Would you repeat every line below exactly, please?

════

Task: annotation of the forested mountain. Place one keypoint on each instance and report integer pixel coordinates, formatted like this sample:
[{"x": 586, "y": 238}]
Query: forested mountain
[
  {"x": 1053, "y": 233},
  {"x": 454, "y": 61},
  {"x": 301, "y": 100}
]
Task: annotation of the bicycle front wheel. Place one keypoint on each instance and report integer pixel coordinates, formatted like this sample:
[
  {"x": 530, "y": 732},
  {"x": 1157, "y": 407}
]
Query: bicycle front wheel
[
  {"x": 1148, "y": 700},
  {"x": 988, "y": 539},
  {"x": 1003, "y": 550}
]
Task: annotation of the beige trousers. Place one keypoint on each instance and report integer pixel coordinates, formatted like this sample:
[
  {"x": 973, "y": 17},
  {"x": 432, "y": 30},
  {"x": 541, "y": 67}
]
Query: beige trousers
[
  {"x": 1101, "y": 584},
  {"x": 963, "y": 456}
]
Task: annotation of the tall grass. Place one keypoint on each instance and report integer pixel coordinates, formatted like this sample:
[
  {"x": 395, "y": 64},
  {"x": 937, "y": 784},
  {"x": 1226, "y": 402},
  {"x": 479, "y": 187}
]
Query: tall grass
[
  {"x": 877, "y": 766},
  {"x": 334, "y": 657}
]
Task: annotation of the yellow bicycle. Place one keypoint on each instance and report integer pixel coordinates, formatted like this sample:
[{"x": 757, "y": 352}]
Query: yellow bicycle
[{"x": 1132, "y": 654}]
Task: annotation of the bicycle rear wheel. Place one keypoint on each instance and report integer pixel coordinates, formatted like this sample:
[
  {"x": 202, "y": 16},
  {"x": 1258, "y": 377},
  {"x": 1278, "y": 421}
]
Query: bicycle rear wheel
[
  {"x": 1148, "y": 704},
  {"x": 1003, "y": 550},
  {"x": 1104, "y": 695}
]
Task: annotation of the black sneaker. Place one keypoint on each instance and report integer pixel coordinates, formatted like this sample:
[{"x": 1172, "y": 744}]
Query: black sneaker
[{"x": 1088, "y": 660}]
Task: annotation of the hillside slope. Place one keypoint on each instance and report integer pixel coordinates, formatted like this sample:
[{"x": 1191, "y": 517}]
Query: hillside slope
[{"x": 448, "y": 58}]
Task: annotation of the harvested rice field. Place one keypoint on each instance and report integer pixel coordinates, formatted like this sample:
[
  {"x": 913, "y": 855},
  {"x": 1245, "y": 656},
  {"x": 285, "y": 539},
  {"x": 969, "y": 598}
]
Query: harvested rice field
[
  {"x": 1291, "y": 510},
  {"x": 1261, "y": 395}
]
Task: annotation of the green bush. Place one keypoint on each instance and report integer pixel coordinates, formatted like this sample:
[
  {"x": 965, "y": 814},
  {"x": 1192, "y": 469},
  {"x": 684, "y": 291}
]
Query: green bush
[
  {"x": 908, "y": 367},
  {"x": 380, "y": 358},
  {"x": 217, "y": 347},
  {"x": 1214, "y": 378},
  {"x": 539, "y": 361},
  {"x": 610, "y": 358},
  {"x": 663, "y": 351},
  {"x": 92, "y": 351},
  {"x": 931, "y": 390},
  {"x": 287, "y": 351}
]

════

▸ **Answer for this exercise**
Task: annotation of the forested mountain. Place one keypoint on each instance and report integer pixel coordinates, formatted like this sample:
[{"x": 586, "y": 238}]
Query: forested mountain
[
  {"x": 1053, "y": 233},
  {"x": 454, "y": 61},
  {"x": 301, "y": 100}
]
Task: annotation of the bicycle front wheel. Place one keypoint on each instance and report integer pixel coordinates, formatted like this sample:
[
  {"x": 530, "y": 732},
  {"x": 1157, "y": 407}
]
Query: bicycle front wheel
[
  {"x": 1148, "y": 700},
  {"x": 988, "y": 539},
  {"x": 1003, "y": 550}
]
Task: annotation of the beige trousers. Place one keypoint on each instance and report integer pixel coordinates, formatted like this sample:
[
  {"x": 973, "y": 17},
  {"x": 432, "y": 30},
  {"x": 541, "y": 67}
]
Query: beige trousers
[
  {"x": 1101, "y": 584},
  {"x": 963, "y": 456}
]
Task: annotation of the tall grass. Place one keypoint on each instance and report integer pixel coordinates, formatted like this sample:
[
  {"x": 395, "y": 64},
  {"x": 937, "y": 784},
  {"x": 1226, "y": 402},
  {"x": 479, "y": 187}
]
Query: tall grass
[
  {"x": 877, "y": 766},
  {"x": 334, "y": 657}
]
Task: annotation of the yellow bicycle. Place one keypoint on each instance and report integer pixel coordinates, formatted like this sample:
[{"x": 757, "y": 352}]
Query: yellow bicycle
[{"x": 1132, "y": 654}]
Task: annotation of the bicycle rear wheel. Place one keypoint on each instance and report integer pixel coordinates, formatted like this sample:
[
  {"x": 202, "y": 16},
  {"x": 1258, "y": 377},
  {"x": 1278, "y": 421}
]
Query: bicycle rear wheel
[
  {"x": 1148, "y": 704},
  {"x": 1003, "y": 550},
  {"x": 1104, "y": 695}
]
Task: annotation of the black sneaker. Place one keypoint on each instance and report integer pixel coordinates, formatted like this sample:
[{"x": 1172, "y": 744}]
Query: black sneaker
[{"x": 1088, "y": 660}]
Task: annotation of the hillside slope. Place one keypoint on each instance and report integer pixel coordinates, formatted like this sample:
[{"x": 1191, "y": 517}]
Query: hillside slope
[{"x": 448, "y": 58}]
Task: annotation of the harvested rice field. Place one keypoint on each instance and report integer pixel coordinates, formatted like this sample:
[
  {"x": 913, "y": 855},
  {"x": 1245, "y": 656},
  {"x": 285, "y": 539},
  {"x": 969, "y": 598}
]
Query: harvested rice field
[
  {"x": 1291, "y": 510},
  {"x": 1261, "y": 395}
]
Task: annotation of the green bush. Place one keypoint on each instance and report integer pixel coordinates, formatted like this sample:
[
  {"x": 965, "y": 814},
  {"x": 1192, "y": 469},
  {"x": 684, "y": 291}
]
Query: green bush
[
  {"x": 908, "y": 367},
  {"x": 380, "y": 358},
  {"x": 217, "y": 347},
  {"x": 1214, "y": 378},
  {"x": 539, "y": 361},
  {"x": 610, "y": 358},
  {"x": 663, "y": 351},
  {"x": 92, "y": 351},
  {"x": 931, "y": 390},
  {"x": 287, "y": 351}
]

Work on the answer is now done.